Exercise instructions →
A: From the AGA convention post, set down word for word the stretch that begins at "Here’s more information" and stops after "over the world.".
B: Turn the paragraph of the AGA convention post that opens with "Since 1975, Amano has visited" into a short bulleted list of its main facts.

-- Start of Passage to read --

# 2008 AGA Convention - Nov 14-16 Atlanta, GA



## hooha (Sep 10, 2008)

The 2008 Aquatic Gardeners Association Convention in Atlanta, Georgia November 14 - 16 will present some of the most fascinating and progressive speakers in the planted aquarium hobby. You don’t want to miss this event! 

Here’s more information about two of the six speakers:

*Takashi Amano*
Aqua Design Amano
Niigata, Japan








Amano established the original layout style ‘Nature Aquarium’ that introduced the concept of aquascaping to the planted aquarium hobby. He founded Aqua Design Amano Co., Ltd in 1982. He developed and manufactured aquatic plants cultivation equipment, called ‘Nature Aquarium Goods’ that was focused on its design and quality. In 1992, he published ”Nature Aquarium World Book 1” and his 2nd photo book, ”Nature Aquarium World Book 2” was translated into seven languages. Thus the concept of ‘Nature Aquarium’ was spread all over the world. 

Since 1975, Amano has visited tropical rainforests in Amazon, Borneo and West Africa and pristine forests in Japan, and he has been working on series of photos focusing on “untouched nature” with his large-format cameras. He captures minute details of nature found at site on extra large size films (up to 8x20 inches). His works have been introduced internationally through the several exhibitions and publications. Amano is now taking on a challenge to record the existing precious nature of Japan on large-format films and pass down to posterity. 

*Michael Kane, Ph.D.*
Assistant Chair & Professor
Environmental Horticulture Department
University of Florida








Dr. Michael Kane is a professor in the Environmental Horticulture Department at the UF Gainesville campus and the program manager of the Plant Restoration, Conservation and Propagation Biotechnology Program. The goal of his research is to develop ecologically sound and commercially viable plant tissue culture (micropropagation) procedures for production of aquarium, wetland and coastal plants and endangered orchids. Dr. Kane uses this knowledge to enhance the restoration of wetland habitats and retention ponds for phytoremediation (using plants to clean up the environment). In his lecture, Dr. Kane will explain the micropropagation process and how it can be applied to the efficient propagation of aquatics using _Cryptocoryne, Anubias, Nelumbo, Aponogeton, Myriophyllum_ and _Sagittaria _species as examples. Rumor has it that he will provide a “Home Tissue Culture Kit” to each convention attendee. Neat!

-- End of Passage to read --
-- Start of Extracted records --

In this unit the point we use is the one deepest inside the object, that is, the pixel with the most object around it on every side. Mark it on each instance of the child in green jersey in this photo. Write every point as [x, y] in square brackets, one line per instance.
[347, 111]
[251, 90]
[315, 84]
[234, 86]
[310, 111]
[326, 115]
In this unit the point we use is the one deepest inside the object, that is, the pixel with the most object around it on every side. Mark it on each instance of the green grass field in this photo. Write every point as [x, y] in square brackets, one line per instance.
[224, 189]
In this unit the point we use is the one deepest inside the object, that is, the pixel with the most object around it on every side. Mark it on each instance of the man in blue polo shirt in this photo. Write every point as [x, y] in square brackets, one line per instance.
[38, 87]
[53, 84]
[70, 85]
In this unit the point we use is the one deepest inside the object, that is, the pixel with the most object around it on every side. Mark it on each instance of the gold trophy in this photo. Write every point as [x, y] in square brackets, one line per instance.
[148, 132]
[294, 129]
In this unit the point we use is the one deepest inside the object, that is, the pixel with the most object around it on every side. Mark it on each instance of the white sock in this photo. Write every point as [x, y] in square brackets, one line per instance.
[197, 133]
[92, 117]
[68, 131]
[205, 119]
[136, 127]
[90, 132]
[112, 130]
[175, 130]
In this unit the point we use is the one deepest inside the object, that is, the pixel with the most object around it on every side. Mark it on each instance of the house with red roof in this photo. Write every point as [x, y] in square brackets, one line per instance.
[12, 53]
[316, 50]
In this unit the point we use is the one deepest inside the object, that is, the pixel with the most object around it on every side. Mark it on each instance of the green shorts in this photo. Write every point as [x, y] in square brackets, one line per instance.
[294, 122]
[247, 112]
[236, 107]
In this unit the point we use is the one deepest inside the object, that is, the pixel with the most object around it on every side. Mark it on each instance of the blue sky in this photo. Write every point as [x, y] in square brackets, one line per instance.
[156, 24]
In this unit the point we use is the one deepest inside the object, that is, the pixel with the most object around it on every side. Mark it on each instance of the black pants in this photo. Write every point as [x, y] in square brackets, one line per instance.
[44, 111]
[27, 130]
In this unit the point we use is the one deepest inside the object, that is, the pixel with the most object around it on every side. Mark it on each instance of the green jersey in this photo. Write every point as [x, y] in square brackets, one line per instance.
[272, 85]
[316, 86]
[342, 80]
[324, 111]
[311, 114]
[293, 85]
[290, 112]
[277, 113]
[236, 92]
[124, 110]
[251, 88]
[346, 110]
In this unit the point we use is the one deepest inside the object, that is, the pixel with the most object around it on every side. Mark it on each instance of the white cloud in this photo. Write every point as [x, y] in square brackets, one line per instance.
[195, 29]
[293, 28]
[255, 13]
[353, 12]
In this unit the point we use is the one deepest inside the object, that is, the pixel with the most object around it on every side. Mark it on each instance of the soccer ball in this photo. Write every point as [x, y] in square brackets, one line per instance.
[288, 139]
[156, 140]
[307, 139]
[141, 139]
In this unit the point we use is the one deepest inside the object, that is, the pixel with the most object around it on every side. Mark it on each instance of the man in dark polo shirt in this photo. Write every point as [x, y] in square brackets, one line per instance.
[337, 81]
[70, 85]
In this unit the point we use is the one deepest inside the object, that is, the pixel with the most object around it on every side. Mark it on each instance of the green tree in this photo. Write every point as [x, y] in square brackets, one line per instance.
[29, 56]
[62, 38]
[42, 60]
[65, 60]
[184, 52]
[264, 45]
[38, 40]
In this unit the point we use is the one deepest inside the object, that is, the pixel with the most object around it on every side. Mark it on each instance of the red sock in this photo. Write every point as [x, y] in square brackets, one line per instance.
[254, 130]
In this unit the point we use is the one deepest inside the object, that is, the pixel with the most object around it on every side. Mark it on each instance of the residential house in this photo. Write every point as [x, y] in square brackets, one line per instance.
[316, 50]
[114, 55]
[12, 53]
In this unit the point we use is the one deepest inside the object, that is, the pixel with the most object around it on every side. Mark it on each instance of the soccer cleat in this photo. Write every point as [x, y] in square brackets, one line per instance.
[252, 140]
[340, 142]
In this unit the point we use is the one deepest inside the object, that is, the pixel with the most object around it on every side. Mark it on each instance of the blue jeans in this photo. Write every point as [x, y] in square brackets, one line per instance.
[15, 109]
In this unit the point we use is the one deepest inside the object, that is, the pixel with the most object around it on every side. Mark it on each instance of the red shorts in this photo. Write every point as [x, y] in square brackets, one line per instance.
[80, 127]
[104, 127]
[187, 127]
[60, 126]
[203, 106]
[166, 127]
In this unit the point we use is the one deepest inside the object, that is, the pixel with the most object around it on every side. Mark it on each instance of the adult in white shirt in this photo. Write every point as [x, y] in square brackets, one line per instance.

-- End of Extracted records --

Expected answers →
A:
Here’s more information about two of the six speakers:

*Takashi Amano*
Aqua Design Amano
Niigata, Japan








Amano established the original layout style ‘Nature Aquarium’ that introduced the concept of aquascaping to the planted aquarium hobby. He founded Aqua Design Amano Co., Ltd in 1982. He developed and manufactured aquatic plants cultivation equipment, called ‘Nature Aquarium Goods’ that was focused on its design and quality. In 1992, he published ”Nature Aquarium World Book 1” and his 2nd photo book, ”Nature Aquarium World Book 2” was translated into seven languages. Thus the concept of ‘Nature Aquarium’ was spread all over the world.

B:
- Since 1975, Amano has visited tropical rainforests in the Amazon, Borneo and West Africa, and pristine forests in Japan.
- He has been working on a series of photos focusing on "untouched nature" with large-format cameras.
- He captures minute details of nature on extra large films, up to 8x20 inches.
- His works have been introduced internationally through exhibitions and publications.
- He is now working to record Japan's existing precious nature on large-format film and pass it down to posterity.